[Required action] An exact transcription of the data below, complete and unaltered, is the expected answer.

[Provided material]
■ ■ ■
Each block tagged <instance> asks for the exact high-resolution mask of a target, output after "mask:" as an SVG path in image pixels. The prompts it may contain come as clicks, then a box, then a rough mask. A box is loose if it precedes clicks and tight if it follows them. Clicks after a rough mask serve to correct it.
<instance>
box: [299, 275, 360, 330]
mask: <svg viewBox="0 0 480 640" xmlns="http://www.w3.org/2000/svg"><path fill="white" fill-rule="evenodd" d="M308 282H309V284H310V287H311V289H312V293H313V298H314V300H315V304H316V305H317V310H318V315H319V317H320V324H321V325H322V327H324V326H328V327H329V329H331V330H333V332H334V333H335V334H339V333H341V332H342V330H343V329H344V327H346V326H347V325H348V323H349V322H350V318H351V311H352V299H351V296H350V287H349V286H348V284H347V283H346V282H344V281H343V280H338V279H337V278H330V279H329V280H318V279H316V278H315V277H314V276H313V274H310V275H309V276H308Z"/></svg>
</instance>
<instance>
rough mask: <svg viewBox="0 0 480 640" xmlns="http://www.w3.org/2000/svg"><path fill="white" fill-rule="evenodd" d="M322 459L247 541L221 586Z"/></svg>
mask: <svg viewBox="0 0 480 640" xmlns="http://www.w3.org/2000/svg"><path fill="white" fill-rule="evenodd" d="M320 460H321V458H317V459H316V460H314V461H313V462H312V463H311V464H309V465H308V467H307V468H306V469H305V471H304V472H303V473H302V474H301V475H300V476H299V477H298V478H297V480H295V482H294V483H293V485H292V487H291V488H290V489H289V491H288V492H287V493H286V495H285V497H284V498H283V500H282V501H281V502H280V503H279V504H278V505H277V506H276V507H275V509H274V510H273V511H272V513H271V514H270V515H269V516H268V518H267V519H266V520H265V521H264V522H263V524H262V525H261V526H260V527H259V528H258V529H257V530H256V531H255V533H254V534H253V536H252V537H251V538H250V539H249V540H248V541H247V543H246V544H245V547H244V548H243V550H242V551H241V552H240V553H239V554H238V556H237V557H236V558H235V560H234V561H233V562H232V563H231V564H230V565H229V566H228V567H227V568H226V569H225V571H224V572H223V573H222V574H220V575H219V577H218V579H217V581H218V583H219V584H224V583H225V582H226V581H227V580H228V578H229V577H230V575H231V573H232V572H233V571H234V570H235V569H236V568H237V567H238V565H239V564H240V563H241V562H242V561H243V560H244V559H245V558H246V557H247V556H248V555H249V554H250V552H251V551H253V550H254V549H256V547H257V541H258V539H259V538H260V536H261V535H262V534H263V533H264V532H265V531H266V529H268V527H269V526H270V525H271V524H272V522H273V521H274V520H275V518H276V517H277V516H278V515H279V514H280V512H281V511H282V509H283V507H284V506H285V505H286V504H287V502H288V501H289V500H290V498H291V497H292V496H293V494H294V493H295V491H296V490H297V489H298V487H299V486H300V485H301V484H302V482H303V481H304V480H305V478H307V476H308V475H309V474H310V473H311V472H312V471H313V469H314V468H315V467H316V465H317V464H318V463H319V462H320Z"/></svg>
■ ■ ■
[Exercise solution]
Each block tagged <instance> asks for the exact high-resolution mask of a target, output after "mask:" as an SVG path in image pixels. The prompts it may contain come as clicks, then a box, then a rough mask. A box is loose if it precedes clicks and tight if it follows them. Clicks after a rough mask serve to correct it.
<instance>
box: [299, 275, 360, 330]
mask: <svg viewBox="0 0 480 640" xmlns="http://www.w3.org/2000/svg"><path fill="white" fill-rule="evenodd" d="M308 282H309V284H310V287H311V289H312V293H313V298H314V300H315V304H316V305H317V310H318V315H319V317H320V324H321V325H322V327H324V326H328V327H329V329H331V330H333V332H334V333H335V334H339V333H341V332H342V330H343V329H344V327H346V326H347V325H348V323H349V322H350V318H351V311H352V299H351V296H350V287H349V286H348V284H347V283H346V282H344V281H343V280H338V279H337V278H330V279H329V280H318V279H316V278H315V277H314V276H313V274H310V275H309V276H308Z"/></svg>
</instance>
<instance>
rough mask: <svg viewBox="0 0 480 640" xmlns="http://www.w3.org/2000/svg"><path fill="white" fill-rule="evenodd" d="M322 459L247 541L221 586Z"/></svg>
mask: <svg viewBox="0 0 480 640" xmlns="http://www.w3.org/2000/svg"><path fill="white" fill-rule="evenodd" d="M320 460H321V458H317V459H316V460H314V461H313V462H312V463H311V464H309V465H308V467H307V468H306V469H305V471H304V472H303V473H302V474H301V475H300V476H299V477H298V478H297V480H295V482H294V483H293V485H292V487H291V488H290V489H289V491H288V492H287V493H286V495H285V497H284V498H283V500H282V501H281V502H280V503H279V504H278V505H277V506H276V507H275V509H274V510H273V511H272V513H271V514H270V515H269V516H268V518H267V519H266V520H265V521H264V522H263V524H262V525H261V526H260V527H259V528H258V529H257V530H256V531H255V533H254V534H253V536H252V537H251V538H250V539H249V540H248V541H247V543H246V544H245V547H244V548H243V550H242V551H241V552H240V553H239V554H238V556H237V557H236V558H235V560H234V561H233V562H232V563H231V564H230V565H229V566H228V567H227V568H226V569H225V571H224V572H223V573H222V574H220V575H219V577H218V579H217V581H218V583H219V584H224V583H225V582H226V581H227V580H228V578H229V577H230V575H231V573H232V572H233V571H234V570H235V569H236V568H237V567H238V565H239V564H240V563H241V562H242V561H243V560H244V559H245V558H246V557H247V556H248V555H249V554H250V552H251V551H253V550H254V549H256V547H257V541H258V539H259V538H260V536H261V535H262V534H263V533H264V532H265V531H266V529H268V527H269V526H270V525H271V524H272V522H273V521H274V520H275V518H276V517H277V516H278V515H279V514H280V512H281V511H282V509H283V507H284V506H285V505H286V504H287V502H288V501H289V500H290V498H291V497H292V496H293V494H294V493H295V491H296V490H297V489H298V487H299V486H300V485H301V484H302V482H303V481H304V480H305V478H307V476H308V475H309V474H310V473H311V472H312V471H313V469H314V468H315V467H316V465H317V464H318V463H319V462H320Z"/></svg>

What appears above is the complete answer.